▶ _DATA EXTRACT_:
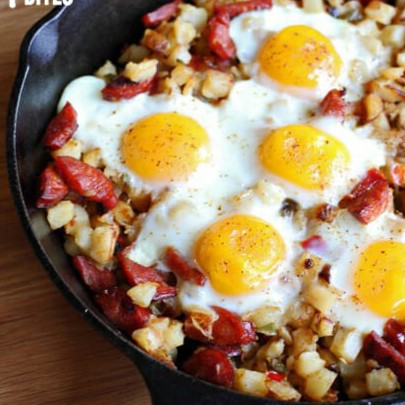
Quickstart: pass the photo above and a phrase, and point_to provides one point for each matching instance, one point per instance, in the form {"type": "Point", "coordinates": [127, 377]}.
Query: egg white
{"type": "Point", "coordinates": [345, 239]}
{"type": "Point", "coordinates": [102, 124]}
{"type": "Point", "coordinates": [250, 30]}
{"type": "Point", "coordinates": [178, 221]}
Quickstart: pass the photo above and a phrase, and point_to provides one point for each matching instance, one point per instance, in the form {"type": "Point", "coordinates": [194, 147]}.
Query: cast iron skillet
{"type": "Point", "coordinates": [69, 42]}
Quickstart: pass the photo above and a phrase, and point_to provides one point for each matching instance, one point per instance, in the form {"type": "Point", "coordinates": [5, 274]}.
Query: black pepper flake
{"type": "Point", "coordinates": [324, 274]}
{"type": "Point", "coordinates": [289, 207]}
{"type": "Point", "coordinates": [308, 263]}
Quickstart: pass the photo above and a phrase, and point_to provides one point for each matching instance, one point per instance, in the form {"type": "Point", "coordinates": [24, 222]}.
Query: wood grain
{"type": "Point", "coordinates": [49, 354]}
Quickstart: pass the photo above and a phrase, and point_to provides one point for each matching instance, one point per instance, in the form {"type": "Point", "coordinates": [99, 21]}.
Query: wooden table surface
{"type": "Point", "coordinates": [48, 353]}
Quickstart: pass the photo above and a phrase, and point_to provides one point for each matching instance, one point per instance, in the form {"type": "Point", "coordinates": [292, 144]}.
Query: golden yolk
{"type": "Point", "coordinates": [379, 278]}
{"type": "Point", "coordinates": [300, 56]}
{"type": "Point", "coordinates": [239, 253]}
{"type": "Point", "coordinates": [304, 155]}
{"type": "Point", "coordinates": [165, 146]}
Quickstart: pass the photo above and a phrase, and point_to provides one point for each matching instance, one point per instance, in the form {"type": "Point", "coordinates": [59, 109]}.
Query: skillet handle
{"type": "Point", "coordinates": [170, 387]}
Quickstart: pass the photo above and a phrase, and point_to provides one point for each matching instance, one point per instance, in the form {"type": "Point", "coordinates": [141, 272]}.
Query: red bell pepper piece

▶ _PROBLEM REQUIREMENTS_: Your task is to reproduce exactly the lines that begin at the line containing "Query: wood grain" and end at the final line of the data above.

▶ _SOLUTION TO THE EXERCISE_:
Query: wood grain
{"type": "Point", "coordinates": [49, 354]}
Quickstart: pass the photo above and a phrase, and point_to provides one point for each matching instance, one point per instance, in the form {"type": "Point", "coordinates": [99, 21]}.
Query: wooden table surface
{"type": "Point", "coordinates": [48, 353]}
Quickstart: pass the photo above and a phrase, and point_to provides one point for each matching instance, one point per instance, in the form {"type": "Point", "coordinates": [292, 144]}.
Query: golden yolk
{"type": "Point", "coordinates": [379, 278]}
{"type": "Point", "coordinates": [300, 56]}
{"type": "Point", "coordinates": [239, 253]}
{"type": "Point", "coordinates": [304, 155]}
{"type": "Point", "coordinates": [165, 146]}
Quickstart: pass the photo above and a phrase, and point_to provides one point for each matching instance, one point per instance, in the form {"type": "Point", "coordinates": [59, 109]}.
Query: skillet handle
{"type": "Point", "coordinates": [170, 387]}
Quickstart: pass the photo above and a phrase, and point_to provides one point for each matching instance, one point per instance, in the form {"type": "Point", "coordinates": [141, 272]}.
Query: red bell pepper piece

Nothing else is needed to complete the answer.